Tasks to complete =>
1. List every artist named in the exhibition text that comes before the rows.
2. Carry on writing the exhibition text from the point where it stops, which is before the rows.

Document excerpt =>
>>>

The film reads this disappearance not only as environmental collapse, but as a form of cultural colonization: a territory transformed by extractive economies, where landscape, narrative and memory are occupied and drained of meaning. Screened in dialogue with Almagul Menlibayeva‘s multimedia installation Water Older Than the Sun (Caspian) — a work that weaves cybertextile, AI video and real fishing nets collected along the Caspian coast — the documentary forms the foundation of a two-voiced narrative: one direct, the other reinterpreted through artificial intelligence.
Andrea Crespi and the myth in the hologram
With Thetis, Andrea Crespi brings to the exhibition a reflection on the boundary between nature and the imaginary. The work, created specifically for As Above, So Below, evokes the sea nymph of Greek mythology inside a primordial jellyfish suspended in a small holographic case. The abyss becomes here a symbolic as well as biological space: an archive of origins, apparitions and latent futures.

Holographic technology does not demystify the myth, but reincarnates it in a contemporary form, questioning the boundary between human and non-human, presence and projection. Placed against the frescoed interior of the former church, Thetis resonates with the classical pictorial language of the space, extending a centuries-long dialogue between art, myth and perception.
The other artists on show
The exhibition also features four other works that expand and enrich its ecological dialogue. Yoko Shimizu presents Tides of Light: Meadows of the Abyss, a video installation born from an artist residency aboard One Ocean Foundation‘s catamaran: the delicate flashes of bioluminescent plankton become visual messages from the ocean depths, fragile indicators of the health of marine ecosystems.

Antoine Bertin presents Fish String Theory, a sound installation built around the mysterious percussive sound produced by Mediterranean Scorpaena — long unexplained by fishermen and sailors — and the acoustic landscapes of the Venetian Lagoon. Sculptural fish forms with taut strings vibrate, activated not by human hands but by an automated listening system tuned to the sounds of the sea.

<<<

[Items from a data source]
>>>

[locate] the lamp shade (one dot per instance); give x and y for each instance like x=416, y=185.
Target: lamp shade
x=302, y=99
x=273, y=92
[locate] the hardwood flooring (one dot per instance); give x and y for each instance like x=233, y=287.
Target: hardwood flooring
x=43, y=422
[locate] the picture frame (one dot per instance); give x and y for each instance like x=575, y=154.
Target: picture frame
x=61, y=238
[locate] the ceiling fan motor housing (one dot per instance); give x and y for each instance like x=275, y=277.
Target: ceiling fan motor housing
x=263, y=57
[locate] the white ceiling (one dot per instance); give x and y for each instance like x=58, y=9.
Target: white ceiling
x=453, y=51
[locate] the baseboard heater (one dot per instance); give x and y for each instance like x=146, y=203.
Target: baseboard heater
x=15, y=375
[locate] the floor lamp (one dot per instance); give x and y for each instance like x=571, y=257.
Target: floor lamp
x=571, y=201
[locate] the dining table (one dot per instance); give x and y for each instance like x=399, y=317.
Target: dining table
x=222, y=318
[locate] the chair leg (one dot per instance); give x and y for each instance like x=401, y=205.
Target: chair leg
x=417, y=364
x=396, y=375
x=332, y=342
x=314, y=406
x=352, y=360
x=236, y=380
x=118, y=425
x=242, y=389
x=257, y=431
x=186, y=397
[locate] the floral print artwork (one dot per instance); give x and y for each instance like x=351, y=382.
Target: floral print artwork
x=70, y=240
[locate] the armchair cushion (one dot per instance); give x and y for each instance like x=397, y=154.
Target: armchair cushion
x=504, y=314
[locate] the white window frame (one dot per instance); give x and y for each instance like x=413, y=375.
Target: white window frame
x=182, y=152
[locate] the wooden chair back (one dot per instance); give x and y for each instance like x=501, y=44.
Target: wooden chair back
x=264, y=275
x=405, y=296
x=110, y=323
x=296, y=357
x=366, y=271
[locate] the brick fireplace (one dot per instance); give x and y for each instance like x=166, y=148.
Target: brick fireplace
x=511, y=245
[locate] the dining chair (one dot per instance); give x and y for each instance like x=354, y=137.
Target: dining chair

<<<

Task-by-task results =>
1. Almagul Menlibayeva, Andrea Crespi, Yoko Shimizu, Antoine Bertin

2.
Elnara Nasirli‘s Whispering Forest transforms a recovered Italian olive tree into a sound instrument: the plant’s bioelectric signals are captured and converted into musical notes, audible only by approaching the tree in an embracing gesture. An invitation to tune into the slow rhythms of non-human life.

Closing the exhibition is Conversations with Nature’s Memory by Orkhan Mammadov, a generative dual-screen installation in which artificial intelligence simulates two parallel ecosystems — one above and one below the ground — guided by a mycelial growth logic, making visible the invisible underground dialogue that sustains life.

As Above, So Below extends beyond the works on display. The exhibition is conceived as a long-term research platform, accompanied by curated talks, podcasts, public programmes and artist residencies bringing together artists, filmmakers, marine scientists and researchers. Its closing date of June 8th, 2026 — World Ocean Day — is a symbolic gesture that seals the bond between curatorial vision and global environmental commitment.
One Ocean Foundation was founded in Italy in March 2018 with a clear mission: to accelerate concrete solutions for ocean protection, promoting a sustainable blue economy and spreading knowledge of marine ecosystems. Guiding its approach is the Charta Smeralda, an ethical code developed by its Scientific Committee that steers individuals and organisations towards behaviours that respect the sea. The Venice Biennale is, in this sense, a natural stage: As Above, So Below — recognised as a UN Ocean Decade Action and part of the UNESCO Blue Thread — uses art as a tool to broaden the conversation about the ocean to a global audience.